Exercise brief. Nothing but a number should be given: how many lines of the records include "below"?

Records drawn from a dataset
::::::::::

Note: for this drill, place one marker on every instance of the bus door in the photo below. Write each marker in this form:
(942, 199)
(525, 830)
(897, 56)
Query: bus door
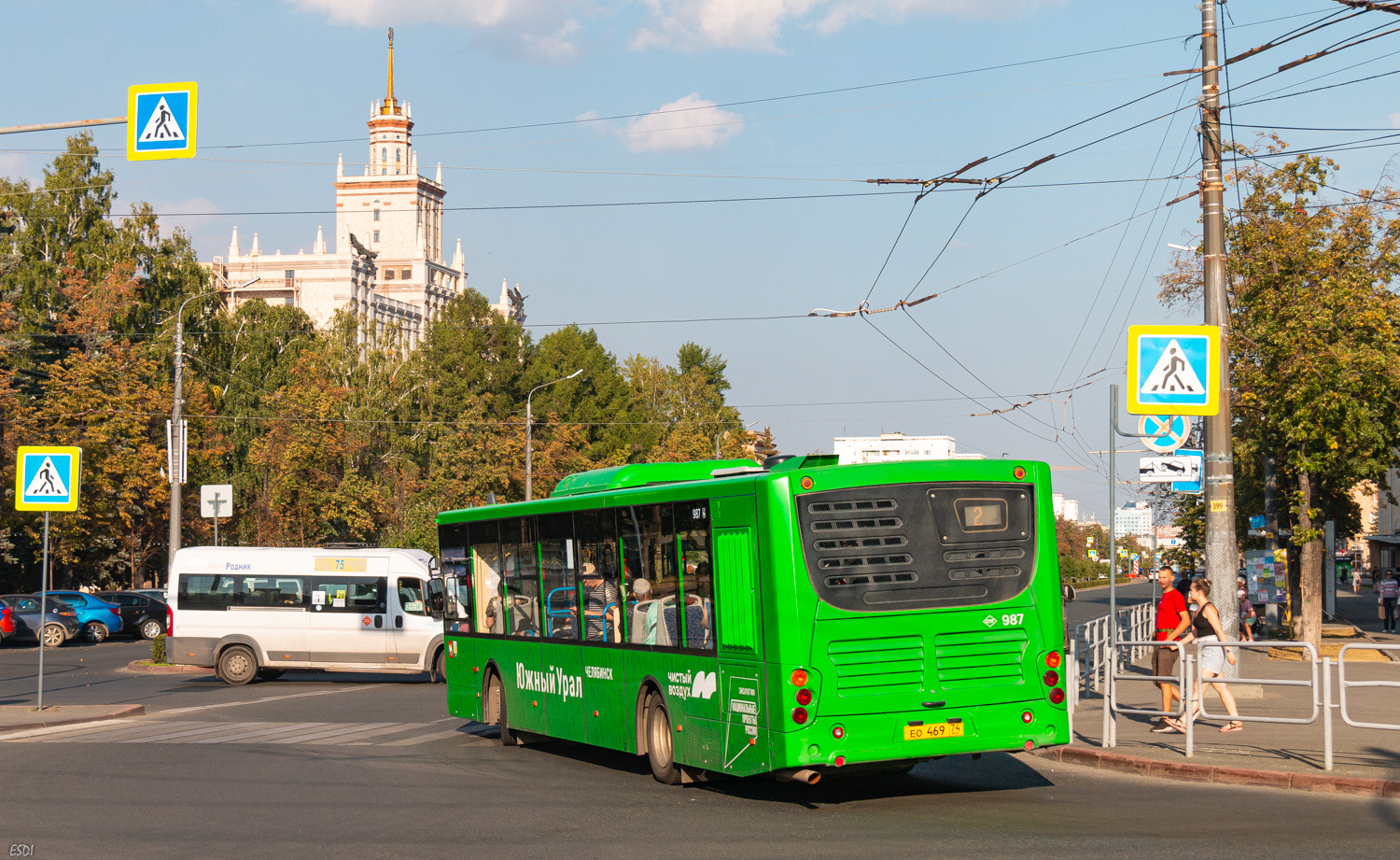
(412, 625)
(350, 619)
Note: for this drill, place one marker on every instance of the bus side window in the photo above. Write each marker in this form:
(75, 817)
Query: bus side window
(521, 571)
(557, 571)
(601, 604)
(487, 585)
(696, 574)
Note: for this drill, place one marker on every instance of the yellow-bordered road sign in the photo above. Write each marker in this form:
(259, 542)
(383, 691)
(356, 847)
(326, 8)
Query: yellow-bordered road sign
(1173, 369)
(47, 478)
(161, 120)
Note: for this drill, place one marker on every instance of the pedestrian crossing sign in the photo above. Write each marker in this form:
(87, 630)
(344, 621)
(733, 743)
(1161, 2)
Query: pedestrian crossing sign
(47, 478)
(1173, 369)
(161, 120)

::::::::::

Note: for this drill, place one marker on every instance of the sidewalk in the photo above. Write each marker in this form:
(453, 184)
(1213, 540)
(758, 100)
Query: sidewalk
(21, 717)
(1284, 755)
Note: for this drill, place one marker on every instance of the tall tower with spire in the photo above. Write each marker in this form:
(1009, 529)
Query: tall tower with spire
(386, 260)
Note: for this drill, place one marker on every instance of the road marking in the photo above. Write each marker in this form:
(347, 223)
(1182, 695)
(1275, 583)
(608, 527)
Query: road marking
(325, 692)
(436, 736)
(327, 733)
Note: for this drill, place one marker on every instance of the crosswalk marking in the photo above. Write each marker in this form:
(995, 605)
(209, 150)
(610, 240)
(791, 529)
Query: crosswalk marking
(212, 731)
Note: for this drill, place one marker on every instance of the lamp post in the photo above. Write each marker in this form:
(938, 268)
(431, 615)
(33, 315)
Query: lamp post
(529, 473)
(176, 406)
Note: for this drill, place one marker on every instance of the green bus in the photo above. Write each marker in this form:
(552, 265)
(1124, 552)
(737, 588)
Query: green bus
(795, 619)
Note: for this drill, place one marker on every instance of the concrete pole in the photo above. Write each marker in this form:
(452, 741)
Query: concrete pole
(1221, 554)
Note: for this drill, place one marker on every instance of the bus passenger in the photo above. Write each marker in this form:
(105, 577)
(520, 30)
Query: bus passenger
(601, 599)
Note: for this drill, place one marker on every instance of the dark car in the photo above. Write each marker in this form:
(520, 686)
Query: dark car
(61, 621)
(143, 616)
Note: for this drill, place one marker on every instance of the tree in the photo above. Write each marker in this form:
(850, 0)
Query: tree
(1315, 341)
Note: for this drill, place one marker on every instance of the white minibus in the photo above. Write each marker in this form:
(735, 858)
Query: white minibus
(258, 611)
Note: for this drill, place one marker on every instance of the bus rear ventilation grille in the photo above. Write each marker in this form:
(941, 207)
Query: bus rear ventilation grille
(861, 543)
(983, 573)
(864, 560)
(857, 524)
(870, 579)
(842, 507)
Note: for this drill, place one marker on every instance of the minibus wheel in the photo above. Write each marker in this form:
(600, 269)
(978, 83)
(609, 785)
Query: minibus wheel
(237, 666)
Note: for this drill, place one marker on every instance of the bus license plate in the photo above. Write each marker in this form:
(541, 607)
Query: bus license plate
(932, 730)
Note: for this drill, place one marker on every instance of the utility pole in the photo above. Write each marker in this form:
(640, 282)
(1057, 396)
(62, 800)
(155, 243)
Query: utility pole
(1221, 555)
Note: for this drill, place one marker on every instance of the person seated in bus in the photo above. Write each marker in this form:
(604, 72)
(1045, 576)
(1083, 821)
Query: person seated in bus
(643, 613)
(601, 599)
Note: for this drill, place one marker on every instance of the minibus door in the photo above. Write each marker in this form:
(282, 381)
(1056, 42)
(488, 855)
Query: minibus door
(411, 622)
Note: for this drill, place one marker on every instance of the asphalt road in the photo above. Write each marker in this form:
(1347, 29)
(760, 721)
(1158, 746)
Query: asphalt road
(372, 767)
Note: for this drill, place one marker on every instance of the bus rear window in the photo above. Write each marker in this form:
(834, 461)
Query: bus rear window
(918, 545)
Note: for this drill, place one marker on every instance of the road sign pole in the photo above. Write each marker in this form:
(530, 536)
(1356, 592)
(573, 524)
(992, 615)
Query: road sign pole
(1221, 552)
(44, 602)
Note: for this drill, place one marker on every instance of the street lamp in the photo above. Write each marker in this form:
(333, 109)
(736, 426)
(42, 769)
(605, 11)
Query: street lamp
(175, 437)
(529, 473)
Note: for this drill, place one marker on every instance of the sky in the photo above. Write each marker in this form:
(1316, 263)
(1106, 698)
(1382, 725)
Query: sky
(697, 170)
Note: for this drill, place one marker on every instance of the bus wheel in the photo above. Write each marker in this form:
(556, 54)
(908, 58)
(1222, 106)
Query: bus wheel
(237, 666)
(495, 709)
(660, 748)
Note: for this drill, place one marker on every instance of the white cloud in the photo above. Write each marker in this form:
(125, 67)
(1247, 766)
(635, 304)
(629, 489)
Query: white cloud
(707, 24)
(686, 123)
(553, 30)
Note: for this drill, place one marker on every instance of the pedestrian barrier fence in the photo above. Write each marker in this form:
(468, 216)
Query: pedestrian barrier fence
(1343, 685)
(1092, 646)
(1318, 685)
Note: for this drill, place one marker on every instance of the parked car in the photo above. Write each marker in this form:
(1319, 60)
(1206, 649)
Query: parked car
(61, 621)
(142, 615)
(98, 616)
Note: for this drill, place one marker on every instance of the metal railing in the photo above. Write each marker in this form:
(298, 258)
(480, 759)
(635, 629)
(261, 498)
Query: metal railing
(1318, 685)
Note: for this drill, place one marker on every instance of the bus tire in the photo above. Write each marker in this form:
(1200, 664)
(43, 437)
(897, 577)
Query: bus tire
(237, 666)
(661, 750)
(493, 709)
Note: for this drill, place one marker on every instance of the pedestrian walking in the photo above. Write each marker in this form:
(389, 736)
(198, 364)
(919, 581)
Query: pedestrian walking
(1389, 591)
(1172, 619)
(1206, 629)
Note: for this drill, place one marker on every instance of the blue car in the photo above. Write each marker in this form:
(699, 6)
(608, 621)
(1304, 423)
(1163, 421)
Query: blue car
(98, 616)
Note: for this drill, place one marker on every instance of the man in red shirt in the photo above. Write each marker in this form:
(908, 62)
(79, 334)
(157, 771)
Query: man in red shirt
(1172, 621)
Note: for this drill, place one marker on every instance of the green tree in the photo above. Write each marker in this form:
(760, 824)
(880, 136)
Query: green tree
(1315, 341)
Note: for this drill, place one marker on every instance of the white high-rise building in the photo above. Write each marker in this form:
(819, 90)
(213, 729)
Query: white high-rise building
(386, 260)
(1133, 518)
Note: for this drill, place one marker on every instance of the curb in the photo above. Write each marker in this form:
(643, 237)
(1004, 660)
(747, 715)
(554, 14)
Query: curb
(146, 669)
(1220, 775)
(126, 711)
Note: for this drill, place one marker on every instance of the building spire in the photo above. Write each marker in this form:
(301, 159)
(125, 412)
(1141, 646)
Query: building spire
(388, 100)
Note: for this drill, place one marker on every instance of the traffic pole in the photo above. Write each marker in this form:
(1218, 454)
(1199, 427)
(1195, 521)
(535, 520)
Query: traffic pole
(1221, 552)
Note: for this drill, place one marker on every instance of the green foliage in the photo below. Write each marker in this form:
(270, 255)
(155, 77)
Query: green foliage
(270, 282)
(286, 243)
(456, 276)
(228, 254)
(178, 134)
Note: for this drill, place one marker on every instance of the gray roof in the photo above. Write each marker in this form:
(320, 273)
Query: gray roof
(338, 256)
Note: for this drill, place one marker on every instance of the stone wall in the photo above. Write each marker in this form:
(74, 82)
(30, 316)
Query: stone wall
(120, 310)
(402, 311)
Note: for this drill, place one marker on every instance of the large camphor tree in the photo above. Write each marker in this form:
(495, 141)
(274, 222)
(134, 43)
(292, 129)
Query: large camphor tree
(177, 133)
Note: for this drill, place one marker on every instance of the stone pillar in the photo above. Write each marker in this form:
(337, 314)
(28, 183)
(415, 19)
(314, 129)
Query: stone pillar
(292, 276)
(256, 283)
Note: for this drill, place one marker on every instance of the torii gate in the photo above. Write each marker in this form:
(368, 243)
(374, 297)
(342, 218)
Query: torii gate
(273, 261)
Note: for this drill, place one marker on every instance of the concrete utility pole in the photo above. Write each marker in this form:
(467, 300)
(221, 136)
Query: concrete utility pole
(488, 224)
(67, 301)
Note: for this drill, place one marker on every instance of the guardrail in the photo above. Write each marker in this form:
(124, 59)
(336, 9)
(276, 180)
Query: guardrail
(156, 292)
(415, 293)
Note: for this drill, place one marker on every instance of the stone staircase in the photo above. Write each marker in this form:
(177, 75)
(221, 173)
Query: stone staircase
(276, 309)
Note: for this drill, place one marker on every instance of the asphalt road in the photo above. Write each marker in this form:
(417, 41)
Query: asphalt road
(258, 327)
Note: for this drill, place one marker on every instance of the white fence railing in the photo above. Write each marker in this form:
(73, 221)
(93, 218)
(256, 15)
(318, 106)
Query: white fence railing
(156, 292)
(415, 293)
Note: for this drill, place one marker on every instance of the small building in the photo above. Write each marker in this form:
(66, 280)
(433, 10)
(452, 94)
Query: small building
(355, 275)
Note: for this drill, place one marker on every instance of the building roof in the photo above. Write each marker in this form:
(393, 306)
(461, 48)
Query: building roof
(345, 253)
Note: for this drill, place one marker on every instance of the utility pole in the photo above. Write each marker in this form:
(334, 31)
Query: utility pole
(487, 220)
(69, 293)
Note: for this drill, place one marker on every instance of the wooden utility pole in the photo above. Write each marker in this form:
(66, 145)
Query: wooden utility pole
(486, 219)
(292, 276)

::::::::::

Solved problem. 2